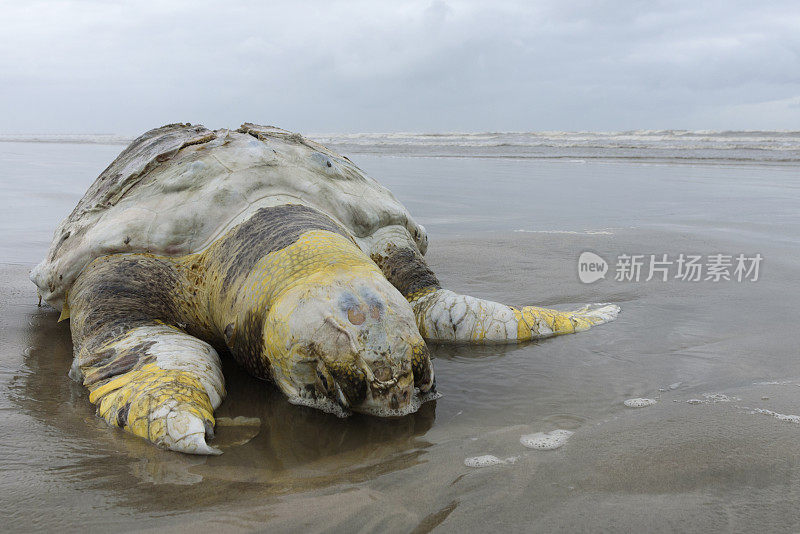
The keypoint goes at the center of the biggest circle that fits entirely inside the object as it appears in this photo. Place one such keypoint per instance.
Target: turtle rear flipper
(145, 376)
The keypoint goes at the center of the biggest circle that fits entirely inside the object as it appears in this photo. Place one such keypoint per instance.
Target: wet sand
(715, 463)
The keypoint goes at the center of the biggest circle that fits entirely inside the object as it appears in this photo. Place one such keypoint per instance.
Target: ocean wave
(780, 146)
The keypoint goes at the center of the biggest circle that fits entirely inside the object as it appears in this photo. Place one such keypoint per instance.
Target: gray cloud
(85, 66)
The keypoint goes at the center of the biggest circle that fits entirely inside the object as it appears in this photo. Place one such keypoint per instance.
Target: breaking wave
(733, 146)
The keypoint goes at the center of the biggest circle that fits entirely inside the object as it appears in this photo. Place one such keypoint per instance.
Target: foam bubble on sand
(546, 441)
(711, 398)
(488, 460)
(778, 416)
(639, 402)
(719, 397)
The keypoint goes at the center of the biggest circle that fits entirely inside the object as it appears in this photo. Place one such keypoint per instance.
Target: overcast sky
(314, 67)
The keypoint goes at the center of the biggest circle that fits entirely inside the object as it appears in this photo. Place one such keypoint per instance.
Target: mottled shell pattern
(177, 188)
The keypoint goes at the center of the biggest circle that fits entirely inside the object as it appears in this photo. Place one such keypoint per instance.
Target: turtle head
(348, 342)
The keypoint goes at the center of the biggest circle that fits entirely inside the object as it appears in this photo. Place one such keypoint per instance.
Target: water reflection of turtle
(268, 246)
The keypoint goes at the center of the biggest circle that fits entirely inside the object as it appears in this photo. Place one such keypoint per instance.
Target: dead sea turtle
(267, 246)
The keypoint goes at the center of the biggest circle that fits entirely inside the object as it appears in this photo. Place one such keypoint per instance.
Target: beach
(717, 450)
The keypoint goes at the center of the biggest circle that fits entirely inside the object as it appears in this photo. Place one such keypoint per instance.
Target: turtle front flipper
(145, 374)
(445, 316)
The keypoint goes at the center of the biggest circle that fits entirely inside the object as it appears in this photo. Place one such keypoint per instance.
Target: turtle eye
(356, 316)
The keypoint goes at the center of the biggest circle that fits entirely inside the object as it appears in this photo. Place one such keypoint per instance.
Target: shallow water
(724, 461)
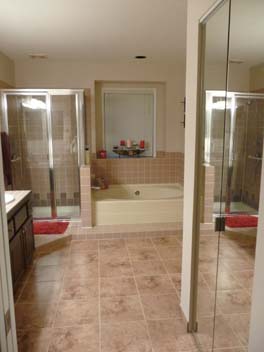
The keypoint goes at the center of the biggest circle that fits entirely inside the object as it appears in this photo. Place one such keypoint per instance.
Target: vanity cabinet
(21, 237)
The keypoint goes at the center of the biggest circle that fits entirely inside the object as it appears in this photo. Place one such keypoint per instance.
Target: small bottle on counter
(87, 155)
(142, 144)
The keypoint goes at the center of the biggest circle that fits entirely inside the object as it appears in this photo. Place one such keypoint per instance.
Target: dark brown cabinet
(21, 239)
(17, 257)
(28, 241)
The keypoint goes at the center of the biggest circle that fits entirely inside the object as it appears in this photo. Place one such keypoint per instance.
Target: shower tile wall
(253, 114)
(167, 167)
(248, 142)
(29, 149)
(64, 135)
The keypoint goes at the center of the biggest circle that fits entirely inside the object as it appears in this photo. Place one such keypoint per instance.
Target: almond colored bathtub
(138, 204)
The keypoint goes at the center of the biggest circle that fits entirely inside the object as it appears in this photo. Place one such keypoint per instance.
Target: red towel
(7, 166)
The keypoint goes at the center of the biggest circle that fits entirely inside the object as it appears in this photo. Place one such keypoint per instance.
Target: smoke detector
(38, 56)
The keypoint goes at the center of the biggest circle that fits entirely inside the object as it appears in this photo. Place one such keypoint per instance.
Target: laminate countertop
(20, 196)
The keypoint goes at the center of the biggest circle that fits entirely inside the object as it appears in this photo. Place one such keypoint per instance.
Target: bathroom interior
(94, 185)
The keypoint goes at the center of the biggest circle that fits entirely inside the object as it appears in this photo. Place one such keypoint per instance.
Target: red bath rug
(50, 227)
(242, 221)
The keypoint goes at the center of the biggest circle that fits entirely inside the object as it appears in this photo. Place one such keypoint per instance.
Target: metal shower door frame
(48, 93)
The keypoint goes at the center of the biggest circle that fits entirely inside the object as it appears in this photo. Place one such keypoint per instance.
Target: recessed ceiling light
(235, 61)
(140, 57)
(38, 56)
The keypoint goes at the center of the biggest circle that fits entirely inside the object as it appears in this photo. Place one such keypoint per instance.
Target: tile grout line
(99, 299)
(65, 262)
(139, 297)
(166, 270)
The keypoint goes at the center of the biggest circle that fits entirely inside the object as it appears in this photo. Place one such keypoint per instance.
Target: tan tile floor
(115, 295)
(122, 295)
(232, 299)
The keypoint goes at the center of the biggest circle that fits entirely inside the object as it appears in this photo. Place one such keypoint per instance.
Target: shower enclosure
(230, 132)
(244, 124)
(46, 134)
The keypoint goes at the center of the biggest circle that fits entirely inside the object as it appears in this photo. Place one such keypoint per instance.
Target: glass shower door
(26, 124)
(214, 127)
(64, 122)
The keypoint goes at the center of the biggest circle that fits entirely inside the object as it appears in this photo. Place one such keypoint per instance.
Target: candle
(142, 144)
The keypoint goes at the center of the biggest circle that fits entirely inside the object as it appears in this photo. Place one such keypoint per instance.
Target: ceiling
(246, 33)
(94, 30)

• DIRECTIONS
Retype the listing above exactly, pictures excluded.

• TASK OUTPUT
The keypoint goes at the center of the biggest circle that fits entirely inside the object as it appears in this photo. Place one such keypoint per instance.
Target: turtle rear flipper
(145, 376)
The keypoint goes at the center of the biggest circle that fits entirely inside the object as it appears in this photo. Place one such keypoint per instance.
Target: wet sand
(715, 463)
The keypoint goes at the center of the biggest circle that fits entirely inside the object as it appears in this photo. Place one such keypoint per instance.
Target: ocean wave
(780, 146)
The keypoint goes at the center of the biggest circle that fits entirely inside the object as it appears in this photo. Place one such keypoint per instance.
Target: gray cloud
(85, 66)
The keypoint goes at the center of the biggest circle that fits entirely inside the object as it appears in this photo. Place one such keypoint per instance.
Target: breaking wave
(733, 146)
The keypoint goes at the center of the biggest circle that fits entirely inside the object as it appears in this photo. Place one such keypoint per instance.
Target: foam bubble on sand
(546, 441)
(711, 398)
(488, 460)
(778, 416)
(639, 402)
(719, 397)
The keypoint goes at the center of the biggest circle that fits entirely inside the object as it appears in this photo. Place one such keypoint per instance.
Target: overcast sky
(314, 67)
The keypoint goes at the center of the biggest circle that fits entirely inside the object as it appears in this photo. Place one such keypoint per instance.
Target: mottled shell pattern
(177, 188)
The keypoint goes at the center of the biggest circle that fits entirely inside the object as it appears in this photo. Place one such keypoint per instance.
Target: turtle head
(348, 342)
The keypoint goes at the center of the biggest circle that fits entirely inside the object as it appears in this photo. Place one such keypoint per instance.
Target: water reflection of turtle
(268, 246)
The keypoint goes at the center of the biggest circle that fits entirely inside the object as it appears in this photo. Place one such keypoint per instance.
Target: dead sea turtle
(267, 246)
The keypoint goes at the center of the biggest circle that fits entirely inside the object as it appears in this photo. Place one such keypoint per instance.
Target: beach
(717, 450)
The keypoint goes at the center of the biggest circle that fits entirely inside the object as it appears in this photo. Place one such keypoint per instance.
Target: turtle front flipper
(145, 374)
(445, 316)
The keypoint goes at the center of the biggest circle that fits entirely inside the object as it appears in this photo. Place one such keypoint per instance.
Target: turtle eye
(356, 316)
The keypoint goes at the center of the biggest circle that fits entirely inside the object as it appears in this photo. Place one such keypoint per instance.
Target: shallow water
(724, 461)
The keypoint goes at the center of the biggest circle that fits entirely inside the object as it appears in this photo. Place one such keypoint per instance.
Target: vanity cabinet
(21, 237)
The keypoint goes at the center of the biggest circle that fits entirely inside the object as it appears in this photo. Place one such keypoint per instance.
Target: small bottle on counter
(87, 155)
(142, 144)
The keypoint goes at the center of the biggest circle that fits entirely inside the object as it appears in this photo. Place one such keypoint per instance.
Target: dark brown cabinet
(21, 239)
(17, 257)
(28, 241)
The keypoint goes at the center of the biggest circle that fits entirely inside the object as it appears in this photo. Place one such keypoint per instance.
Target: shower tile wall
(253, 114)
(167, 167)
(248, 142)
(29, 149)
(64, 135)
The keypoint goes at the center of the biggest circle that fits entirely inside the object as it appears in this photo. Place one such keypoint per instance.
Target: almond colored bathtub
(138, 204)
The keypoint goes at the center of the biggest circle that fits entirely inside the object as it appears in this photo. Place one such keypoint per instance.
Target: red towel
(7, 166)
The keypoint goes at the center of the biggest circle that fits entirely inside the object as it appears in this photo. Place one such keypoint per instance.
Target: smoke detector
(38, 56)
The keypoint goes at the center of the biggest circle that fits entirely inside the object as it appears in this photo. Place one such keypoint per instance.
Target: laminate countertop
(20, 196)
The keypoint goes at the center of the biggest circle that fits entirely inside the object as it appears in this photo. Place one such keypoint per instance.
Target: bathroom interior
(94, 185)
The keypoint goes at the center of the biggest circle that fits entirely inside the object as it appears in this photo. Place one such keypoint per instance.
Target: red bath rug
(50, 227)
(242, 221)
The keypoint goes at the center of the biggest circle that fits entirely inside the object as it appears in this photo. Place one such keypoint per instance.
Target: metal shower door frame
(48, 93)
The keypoint goes at the center of the biggest circle that fits entirely inside the object as it appears in this photo. Place one such keypoint per instance.
Target: recessed ceiling light
(235, 61)
(140, 57)
(38, 56)
The keypoint goes at the center of the biggest circle that fits entirely inside the object as it appears in this photo. Place one such keypoint per instance.
Target: tile grout line
(99, 299)
(65, 262)
(139, 297)
(166, 270)
The keypoint goes at the center of the biggest circle that fits entirely inside the object as it appears in this photo. Place one such keypoint per instance.
Target: tan tile floor
(115, 295)
(122, 295)
(232, 299)
The keypoint goes at the center of the biggest circle that fits entirely inside the object as it appears in this photo. Place one such keypoint per instance.
Target: shower enclosure
(230, 132)
(244, 124)
(46, 134)
The keypoint goes at the center of the biggest circle that fits entirely inside the object as it appears in this photo. Place one such keypoint per instance.
Target: glass shower door
(26, 124)
(214, 127)
(64, 122)
The keypoint goes at the center of the biggest circle that fits entirely inside the object as it appears in this photo. Place one such keypoint per instance.
Target: candle
(142, 144)
The keypoint goes at the center of the biggest circle that fits entirely inside the object as it appears in this photo. Place one such keypoint per instance.
Target: ceiling
(246, 33)
(94, 30)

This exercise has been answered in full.